[Region annotation entries]
BEGIN

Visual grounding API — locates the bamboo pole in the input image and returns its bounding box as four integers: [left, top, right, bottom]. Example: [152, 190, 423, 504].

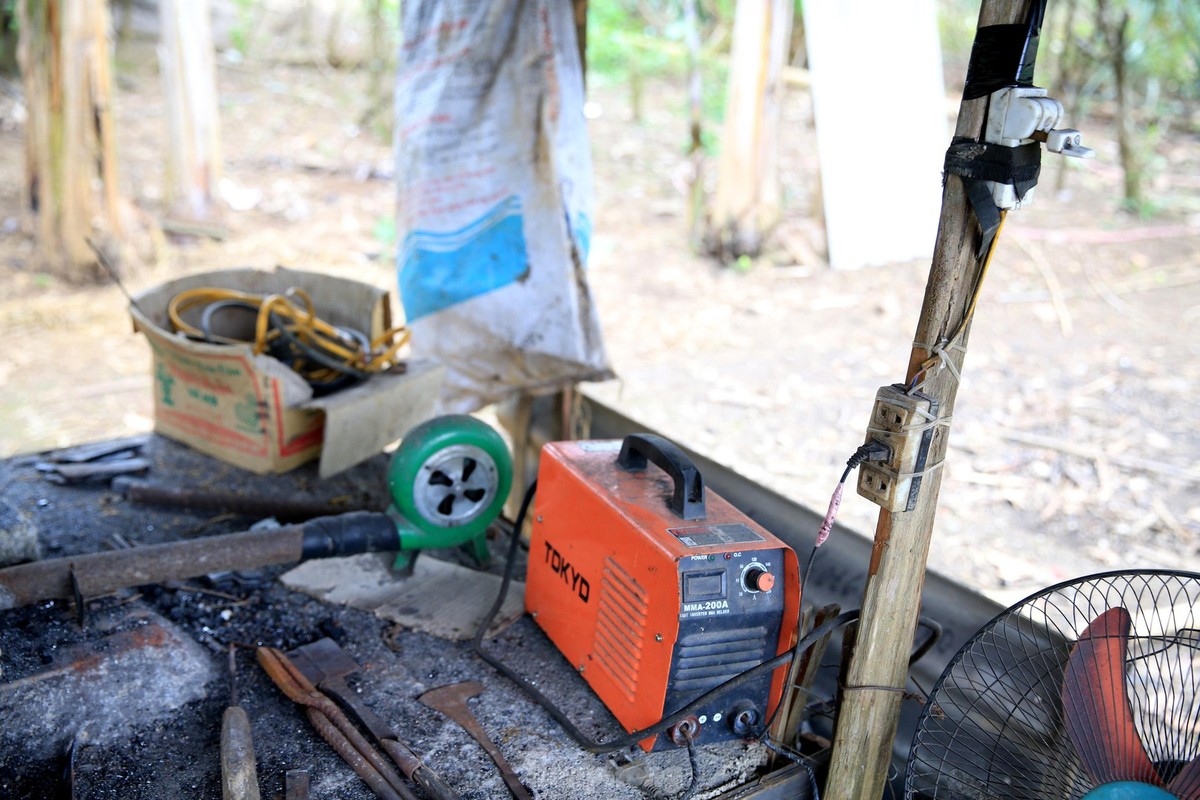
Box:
[17, 0, 121, 278]
[158, 0, 221, 222]
[826, 0, 1030, 800]
[707, 0, 793, 260]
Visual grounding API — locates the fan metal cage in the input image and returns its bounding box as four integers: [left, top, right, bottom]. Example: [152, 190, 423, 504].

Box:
[905, 571, 1200, 800]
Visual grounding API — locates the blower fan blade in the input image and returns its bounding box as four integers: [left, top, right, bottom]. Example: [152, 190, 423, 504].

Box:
[1062, 607, 1200, 800]
[1062, 607, 1163, 786]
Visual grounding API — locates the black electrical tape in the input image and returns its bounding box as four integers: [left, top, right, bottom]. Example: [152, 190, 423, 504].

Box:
[962, 0, 1045, 100]
[944, 137, 1042, 255]
[946, 138, 1042, 199]
[300, 511, 400, 560]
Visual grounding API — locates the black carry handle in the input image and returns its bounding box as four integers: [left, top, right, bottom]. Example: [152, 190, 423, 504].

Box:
[617, 433, 704, 519]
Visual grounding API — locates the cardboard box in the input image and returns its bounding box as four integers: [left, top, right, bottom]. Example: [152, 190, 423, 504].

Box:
[130, 267, 443, 477]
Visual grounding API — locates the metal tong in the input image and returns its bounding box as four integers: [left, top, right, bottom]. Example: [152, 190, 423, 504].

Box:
[257, 646, 418, 800]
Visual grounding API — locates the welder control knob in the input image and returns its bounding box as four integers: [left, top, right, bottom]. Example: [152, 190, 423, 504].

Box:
[742, 564, 775, 591]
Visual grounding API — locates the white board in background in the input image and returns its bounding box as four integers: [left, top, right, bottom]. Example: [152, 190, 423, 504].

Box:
[804, 0, 950, 270]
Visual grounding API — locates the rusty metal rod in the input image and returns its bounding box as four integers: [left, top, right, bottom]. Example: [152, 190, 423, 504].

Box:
[0, 511, 400, 610]
[113, 479, 358, 522]
[256, 646, 416, 800]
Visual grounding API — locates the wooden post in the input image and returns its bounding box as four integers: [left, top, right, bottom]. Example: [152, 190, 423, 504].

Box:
[683, 0, 704, 251]
[708, 0, 794, 260]
[824, 0, 1030, 800]
[158, 0, 221, 222]
[17, 0, 121, 279]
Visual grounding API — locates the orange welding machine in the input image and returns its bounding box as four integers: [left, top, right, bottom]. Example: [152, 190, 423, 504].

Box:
[526, 434, 800, 751]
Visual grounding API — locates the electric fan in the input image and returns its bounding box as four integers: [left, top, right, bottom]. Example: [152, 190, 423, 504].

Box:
[905, 571, 1200, 800]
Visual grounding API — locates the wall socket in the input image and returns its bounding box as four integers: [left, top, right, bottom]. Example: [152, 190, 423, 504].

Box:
[858, 384, 937, 511]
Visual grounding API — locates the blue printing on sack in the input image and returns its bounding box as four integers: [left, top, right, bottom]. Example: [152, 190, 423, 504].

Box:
[397, 196, 529, 323]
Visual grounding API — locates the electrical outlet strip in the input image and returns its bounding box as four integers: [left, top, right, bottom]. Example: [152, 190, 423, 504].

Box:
[858, 384, 937, 511]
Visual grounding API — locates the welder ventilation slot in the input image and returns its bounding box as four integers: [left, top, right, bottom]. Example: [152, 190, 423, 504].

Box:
[672, 627, 774, 692]
[594, 557, 648, 703]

END

**Instruction:**
Convert all the items above into a two-column CSV with the headers request and answer, one row per item. Put each field in quotes with its line breaks turned into spaces, and leave the pictures out.

**Expected output:**
request,answer
"Visual grounding API — locates the bamboo pole in the input image and returns its bounding box as four integers: [left, top, right, bottom]. Example: [152, 190, 423, 504]. Box:","[17, 0, 121, 278] [158, 0, 221, 222] [826, 0, 1030, 800] [707, 0, 793, 260]"
"Visual grounding API — locates the fan metal cage in the input image and returns its bounding box as four integers: [left, top, right, bottom]. Example: [152, 190, 423, 504]. Box:","[905, 571, 1200, 800]"
"Visual grounding API — locates the blower fan blade in the input image and returns its bounding box as four integers: [left, top, right, bottom]. Example: [152, 190, 423, 504]. Box:","[1062, 607, 1200, 800] [1062, 607, 1163, 786]"
"Visual grounding API — locates the black electrical tape in the input image and returns its bounding box as four integers: [left, top, right, bottom]. Example: [152, 190, 423, 504]. Box:","[962, 0, 1045, 100] [944, 137, 1042, 255] [946, 138, 1042, 199] [300, 511, 400, 560]"
"Visual grounding API — locates the black carry handle in the input image and returns its bounding box as four integers: [left, top, right, bottom]. Example: [152, 190, 423, 504]. Box:","[617, 433, 704, 519]"
"Visual grounding API — locates the cardboard box in the input image and returns its bounding box as four integers: [left, top, right, bottom]. Example: [152, 190, 423, 504]. Box:","[130, 267, 443, 477]"
"Visual grounding API — locates the metal tong in the input image and returns its bounding box as four integers: [left, top, right, bottom]. Example: [152, 190, 423, 504]. Box:","[257, 646, 418, 800]"
"Visual grounding API — locates the welder control knob in the input image and returns its bounding box as four integers: [left, top, right, bottom]. Example: [152, 190, 423, 504]. Box:","[742, 564, 775, 591]"
"Visual grounding API — locates the white board in background in the input image and returns its bounding box as four integers: [left, top, right, bottom]. Example: [152, 190, 423, 504]. Box:","[804, 0, 950, 270]"
"Visual grounding API — locates the rusty metal rod in the input image and returns its bounding box as four integers: [left, top, right, bottom]. Example: [152, 190, 423, 504]. Box:","[0, 511, 400, 610] [113, 479, 358, 522] [256, 646, 416, 800]"
"Visual grounding API — locates the wooden post in the input image and returns its bounding box as four integers: [left, top, right, bottom]. Example: [152, 190, 423, 504]. Box:","[683, 0, 704, 251] [708, 0, 794, 260] [824, 0, 1030, 800] [158, 0, 221, 222] [17, 0, 121, 279]"
"Visual grounding API — locates the orange welding machine in the input image and returns its bounding box as four integers: [left, top, right, bottom]. Example: [152, 190, 423, 504]. Box:","[526, 434, 800, 751]"
"Visual grounding API — locates the electric fan in the input image and returns its bounding box as four integers: [left, top, right, bottom]. Example: [152, 190, 423, 504]. Box:","[905, 571, 1200, 800]"
"Visual grounding API — locates the wall socket in the input image and returns its bounding box as four integers: [left, top, right, bottom]. Example: [152, 190, 423, 504]. Box:","[858, 384, 937, 511]"
"Visual grounding API — locates the blue printing on sack in the input image and returns its bounding box as four integers: [left, top, right, bottom]. Example: [152, 190, 423, 504]. Box:","[397, 196, 529, 323]"
"Visual grounding API — locates the electrical outlet strip in the input image and returns its bounding box as four integers: [left, top, right, bottom]. Example: [152, 190, 423, 504]. Box:","[858, 384, 937, 511]"
"Visual grounding API — locates the welder ventilation slot in the input image and returns its bounding box as four integers: [left, top, right, bottom]. Example: [152, 190, 423, 504]. Box:","[672, 627, 774, 692] [594, 557, 648, 703]"